***** Provided records

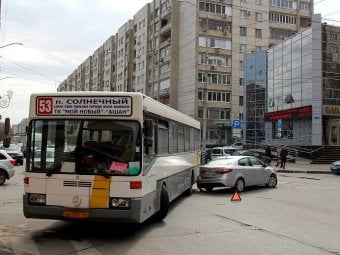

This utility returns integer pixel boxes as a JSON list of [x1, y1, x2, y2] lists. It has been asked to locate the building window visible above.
[[198, 90, 230, 103], [200, 2, 231, 16], [300, 2, 310, 12], [255, 12, 262, 21], [240, 44, 247, 52], [208, 109, 230, 120], [255, 29, 262, 38], [240, 10, 247, 19], [269, 12, 296, 25], [331, 33, 338, 41], [240, 27, 247, 36]]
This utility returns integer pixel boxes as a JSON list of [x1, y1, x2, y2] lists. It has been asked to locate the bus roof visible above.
[[29, 91, 200, 129]]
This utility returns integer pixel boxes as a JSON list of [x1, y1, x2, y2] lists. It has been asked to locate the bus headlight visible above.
[[111, 197, 130, 209], [29, 194, 46, 205]]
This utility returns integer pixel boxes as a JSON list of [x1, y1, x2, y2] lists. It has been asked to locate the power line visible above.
[[0, 56, 61, 83]]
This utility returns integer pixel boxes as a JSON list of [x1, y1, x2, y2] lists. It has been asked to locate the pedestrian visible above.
[[280, 146, 288, 169], [265, 145, 272, 158], [276, 145, 281, 167]]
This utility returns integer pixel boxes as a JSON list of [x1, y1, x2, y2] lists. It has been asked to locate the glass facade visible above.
[[243, 51, 267, 143], [267, 29, 313, 112]]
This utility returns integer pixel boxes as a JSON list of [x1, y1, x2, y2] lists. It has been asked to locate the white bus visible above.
[[23, 92, 200, 223]]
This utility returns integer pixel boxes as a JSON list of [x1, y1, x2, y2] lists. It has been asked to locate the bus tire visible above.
[[184, 172, 195, 196], [0, 169, 7, 185], [155, 184, 170, 221]]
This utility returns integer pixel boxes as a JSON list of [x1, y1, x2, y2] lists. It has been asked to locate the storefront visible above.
[[323, 105, 340, 145]]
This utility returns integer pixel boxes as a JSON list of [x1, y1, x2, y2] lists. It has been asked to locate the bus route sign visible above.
[[36, 96, 132, 116]]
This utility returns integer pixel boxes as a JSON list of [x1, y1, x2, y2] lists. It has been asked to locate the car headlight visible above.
[[110, 197, 130, 209], [28, 194, 46, 205]]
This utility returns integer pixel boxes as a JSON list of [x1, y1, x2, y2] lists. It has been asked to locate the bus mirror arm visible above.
[[144, 137, 153, 148], [143, 120, 153, 137]]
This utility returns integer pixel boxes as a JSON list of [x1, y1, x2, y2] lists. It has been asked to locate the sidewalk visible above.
[[271, 157, 332, 174]]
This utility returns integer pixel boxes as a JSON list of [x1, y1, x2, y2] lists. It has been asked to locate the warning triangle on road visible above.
[[230, 190, 241, 202]]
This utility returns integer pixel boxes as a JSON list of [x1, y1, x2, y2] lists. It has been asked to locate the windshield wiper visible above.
[[46, 160, 64, 177]]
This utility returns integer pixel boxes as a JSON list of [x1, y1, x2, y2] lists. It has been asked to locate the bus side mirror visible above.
[[144, 120, 153, 137], [3, 118, 11, 148], [5, 118, 11, 136], [143, 120, 153, 151]]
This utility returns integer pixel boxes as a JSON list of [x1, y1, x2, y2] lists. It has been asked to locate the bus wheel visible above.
[[184, 173, 195, 196], [0, 169, 7, 185], [155, 185, 170, 221]]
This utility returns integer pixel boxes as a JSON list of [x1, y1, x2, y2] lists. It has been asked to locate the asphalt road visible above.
[[0, 162, 340, 255]]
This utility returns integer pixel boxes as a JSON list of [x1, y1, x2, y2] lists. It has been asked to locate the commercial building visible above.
[[58, 0, 313, 146], [245, 15, 340, 146]]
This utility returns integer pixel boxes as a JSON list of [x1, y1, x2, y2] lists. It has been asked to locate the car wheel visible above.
[[155, 184, 170, 221], [235, 178, 244, 192], [184, 173, 195, 196], [267, 174, 277, 188], [0, 170, 7, 185]]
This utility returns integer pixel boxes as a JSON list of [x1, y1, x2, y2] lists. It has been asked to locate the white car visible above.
[[231, 142, 243, 150], [197, 156, 277, 192], [210, 146, 236, 159], [0, 150, 15, 185]]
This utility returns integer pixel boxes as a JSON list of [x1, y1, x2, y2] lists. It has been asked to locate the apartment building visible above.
[[58, 0, 313, 146]]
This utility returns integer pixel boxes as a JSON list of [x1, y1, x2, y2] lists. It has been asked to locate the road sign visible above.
[[230, 190, 241, 202], [233, 120, 241, 128]]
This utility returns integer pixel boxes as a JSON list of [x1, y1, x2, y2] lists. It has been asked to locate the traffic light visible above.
[[3, 118, 11, 148]]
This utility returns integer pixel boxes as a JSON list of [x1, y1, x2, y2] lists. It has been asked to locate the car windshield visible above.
[[206, 159, 233, 166], [211, 149, 222, 154], [5, 144, 20, 151], [27, 120, 141, 176]]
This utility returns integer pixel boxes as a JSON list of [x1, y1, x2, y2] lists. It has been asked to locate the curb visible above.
[[276, 169, 332, 174]]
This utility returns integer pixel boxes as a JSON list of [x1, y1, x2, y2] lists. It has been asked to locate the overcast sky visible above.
[[0, 0, 340, 124]]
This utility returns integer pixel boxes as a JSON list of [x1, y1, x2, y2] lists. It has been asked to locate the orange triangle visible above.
[[230, 190, 241, 202]]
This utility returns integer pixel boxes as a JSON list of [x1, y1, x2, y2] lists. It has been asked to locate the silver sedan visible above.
[[197, 156, 277, 192]]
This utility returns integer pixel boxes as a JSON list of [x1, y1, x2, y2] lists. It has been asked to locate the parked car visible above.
[[34, 148, 54, 168], [240, 150, 272, 165], [0, 150, 15, 185], [231, 142, 243, 150], [197, 156, 277, 192], [331, 160, 340, 174], [2, 144, 24, 166], [210, 146, 236, 159]]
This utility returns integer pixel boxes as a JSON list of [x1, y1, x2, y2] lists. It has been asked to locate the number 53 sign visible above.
[[36, 97, 53, 115]]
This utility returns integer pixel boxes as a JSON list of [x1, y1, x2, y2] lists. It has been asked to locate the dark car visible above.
[[2, 144, 24, 166], [240, 150, 272, 165]]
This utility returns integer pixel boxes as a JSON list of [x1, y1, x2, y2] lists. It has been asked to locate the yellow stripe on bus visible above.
[[90, 175, 111, 208]]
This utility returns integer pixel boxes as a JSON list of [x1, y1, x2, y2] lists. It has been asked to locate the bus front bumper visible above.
[[23, 194, 150, 223]]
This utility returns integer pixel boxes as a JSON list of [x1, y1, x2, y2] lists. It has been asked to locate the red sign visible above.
[[264, 105, 312, 121]]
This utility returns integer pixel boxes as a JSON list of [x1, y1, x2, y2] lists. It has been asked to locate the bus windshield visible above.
[[26, 119, 141, 177]]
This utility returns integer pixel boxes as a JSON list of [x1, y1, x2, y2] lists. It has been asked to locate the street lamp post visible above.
[[177, 0, 209, 152], [0, 43, 23, 49], [0, 90, 13, 108]]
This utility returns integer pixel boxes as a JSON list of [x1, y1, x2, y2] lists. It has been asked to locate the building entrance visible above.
[[328, 124, 340, 145]]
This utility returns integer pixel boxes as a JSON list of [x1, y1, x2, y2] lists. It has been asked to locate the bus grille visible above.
[[63, 181, 92, 188]]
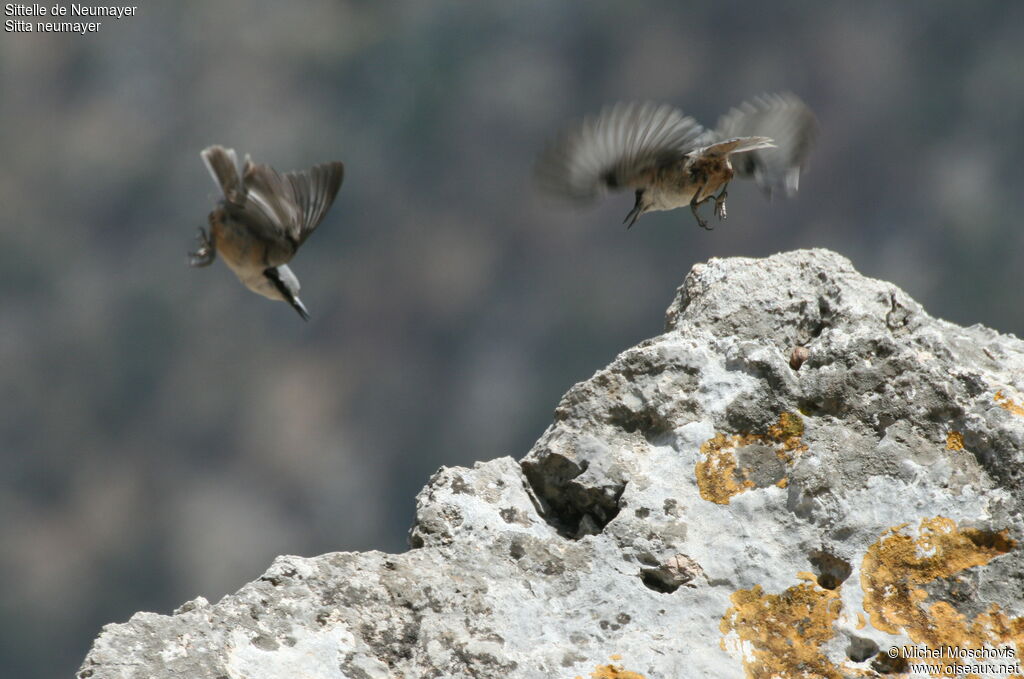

**********

**Problem details**
Copy all of the data above word for word, leaving out the pictures.

**Complete output**
This utility returns integer pixel boxes as a JSON list of [x1, y1, x2, y2] lists. It has been asked to locate the building window visible above.
[[198, 90, 230, 103], [200, 2, 231, 16], [300, 2, 310, 12], [255, 12, 262, 21], [240, 44, 247, 52], [208, 109, 230, 120], [255, 29, 262, 38], [240, 10, 247, 19], [269, 12, 296, 25], [331, 33, 338, 41], [240, 27, 247, 36]]
This utility returns integer pixel boxes as a JSON list of [x1, y1, x2, y2] lists. It has been asked to locate the bus roof visible above.
[[29, 91, 200, 129]]
This utility returns integer pixel boxes as a JSON list of [x1, y1, x2, y2] lists. It has been asked to locate the bus headlight visible above.
[[111, 197, 130, 209], [29, 194, 46, 205]]
This utility returns integer pixel boxes as a JSON list of [x1, y1, x2, y2] lists. It has been asked to locate the power line visible above.
[[0, 56, 61, 83]]
This utility returns integer pixel boxes as a JSON list of [x1, y1, x2, y2] lists. It has been asked to locate the pedestrian visible above.
[[280, 146, 288, 169], [265, 145, 272, 158], [276, 145, 281, 167]]
This utility returns integer pixel boxes as a JSON list of [x1, y1, x2, y2] lists. It has been asked to locate the glass facade visible above.
[[243, 51, 267, 143], [267, 29, 313, 112]]
This utility returns integer pixel boxes as a JSON list of [x1, y1, x2, y2] lists. It has been asked to locate the white bus visible above.
[[23, 92, 200, 223]]
This utility returns integer pixel boxes as a JSON list of [x1, y1, x2, y2] lists. It has been asked to locate the bus tire visible above.
[[184, 172, 195, 196], [0, 169, 7, 185], [155, 184, 170, 221]]
This utility returns integer pixel boxes as a JSON list of [x1, y1, x2, y2] lists. It has been asked to locate the storefront visible above.
[[323, 105, 340, 145]]
This utility returns integer pixel boxes as a JSON list of [x1, y1, x2, y2] lists. It has been asked to locate the bus route sign visible above.
[[36, 96, 132, 116]]
This utility returns integer pixel boxes as a JSON list of [x1, y1, x2, y2] lists. It has been asked to locate the car headlight visible above.
[[110, 197, 130, 209], [28, 194, 46, 205]]
This utility returns integer pixel boxes as a JSON list of [x1, y1, x2, y2] lists. It has been asked to locate the bus mirror arm visible above.
[[144, 137, 153, 148], [143, 120, 153, 137]]
This utility returns integer pixel boxes as a JSON list of [x1, y1, x2, y2] lists. It has been asked to locate the sidewalk visible above.
[[271, 157, 332, 174]]
This utility returns integer pixel boxes as a JSON list of [x1, y1, x2, y2] lists. It has been asked to locate the warning triangle on road visible above.
[[230, 190, 241, 202]]
This utility returns integer pixel boxes as a JSON list of [x1, y1, x2, y2] lists. It has been asked to locate the windshield wiper visible above.
[[46, 160, 64, 177]]
This utility returns integer pixel boxes as a JSON list of [x1, y1, x2, y2] lists. It has been asked to locate the bus side mirror visible above.
[[144, 120, 153, 137], [3, 118, 11, 148], [5, 118, 11, 136], [143, 120, 153, 151]]
This utility returns integer pixel boxes as a JSON list of [x1, y1, x2, y2] lists. It has been asked to locate the bus wheel visible above.
[[184, 173, 195, 196], [0, 169, 7, 185], [155, 185, 170, 221]]
This utility returns integer pixel boxes as a JSON list of [x1, y1, x2, y2] lists. It has been asked to locate the asphalt road visible above.
[[0, 162, 340, 255]]
This utility returns integer pixel boxes as a JSON list of [x1, y1, x2, y2] lists. It has been asked to locate the commercial building visible above.
[[58, 0, 313, 146], [245, 15, 340, 146]]
This utility returns integer pixel boxes as a JSON list of [x1, y1, x2, y2] lists. It has been asked to locate the car wheel visible above.
[[155, 184, 170, 221], [235, 178, 244, 192], [184, 173, 195, 196], [267, 174, 277, 188], [0, 170, 7, 185]]
This utility returns integer pixel boxes as a JSON list of [x1, y1, x2, y2] lists. It has been asked to locate the white car visible above.
[[231, 142, 243, 150], [197, 156, 277, 192], [210, 146, 236, 159], [0, 150, 15, 185]]
This utility returns integer pixel boxes as a JSON list of [x1, y1, x2, y2] lists. It has been asked to locate the apartment building visible above.
[[58, 0, 313, 146]]
This utility returns integer pixel boxes as a JSON list of [x1, y1, x2, y2] lists. It has been asked to locate the road sign visible above.
[[230, 190, 241, 202], [233, 120, 241, 128]]
This utility returns integer pixel boxes as a JSON list of [x1, y1, x2, y2] lists. It has been asked to locate the traffic light visible above.
[[3, 118, 11, 148]]
This utility returns integer pixel boxes as a JSON list of [x1, y1, x2, y2] lists. It has been asked to locate the car windshield visible above.
[[206, 159, 233, 166], [211, 149, 222, 154], [5, 144, 20, 151], [27, 120, 141, 176]]
This utility returns integer pixel boxes as a JSON list of [x1, y1, x2, y2] lists. It has been asked to locate the curb visible above.
[[276, 169, 332, 174]]
This utility returns integer pixel boxes as a JSON list of [x1, y1, x2, y2] lists. It has been asked to locate the overcast sky visible above.
[[0, 0, 340, 124]]
This utility returns integer pixel boxes as a JSON list of [x1, y1, x2, y2] lists. It has been asked to locate the orange triangle visible above.
[[230, 190, 241, 202]]
This utility returns integer pixel boxes as a JSON list of [x1, y1, x2, y2] lists. It has been asked to locate the silver sedan visible above.
[[197, 156, 277, 192]]
This utility returns integer pixel boxes as a JSON list of [x1, y1, x2, y2] lists. It has been asked to locate the parked car visible above.
[[34, 148, 54, 168], [240, 150, 272, 165], [0, 150, 15, 185], [231, 142, 243, 150], [197, 156, 277, 192], [331, 160, 340, 174], [2, 144, 24, 166], [210, 146, 236, 159]]
This utility returns integer pixel boxes as a JSON list of [x1, y1, x2, y2] lists. It has been asked to locate the number 53 sign visible above.
[[36, 97, 53, 115]]
This utility returns integer pixel boxes as a JSON list of [x1, y1, x2, y2] lists. It has been asked to locate the dark car visible above.
[[2, 144, 24, 166], [240, 150, 272, 165]]
This utility returns integer pixel boxes as a JSON list of [x1, y1, x2, y2] lists. It has been asked to locate the yellow stripe on bus visible above.
[[90, 175, 111, 208]]
This utility returns integer pixel boxes as a JSON list of [x1, y1, x2, y2] lists. It has been asked to locate the bus front bumper visible above.
[[23, 194, 150, 223]]
This utility returns integer pixel boxes as a JSON list of [x1, y1, x2, y2] lists. It has been asked to locate the red sign visible above.
[[264, 105, 312, 121]]
This utility returns integer pixel boxes as a JSON list of [x1, y1, x2, y2] lists. It has been asked to locate the bus windshield visible above.
[[26, 119, 141, 177]]
This utility returns integer pixel boxes as a JSON list of [x1, y1, x2, y2] lists. It has been asked to locate the street lamp post visible above.
[[177, 0, 209, 152], [0, 43, 23, 49], [0, 90, 13, 108]]
This utility returns integer pixel boxes as a JSON list of [x1, y1, x2, y2] lists. It has been asked to locate the building entrance visible above.
[[328, 124, 340, 145]]
This utility returns integer pixel boxes as a JSON list of [x1, y1, x2, y2] lists. It has been asked to locate the bus grille visible above.
[[63, 181, 92, 188]]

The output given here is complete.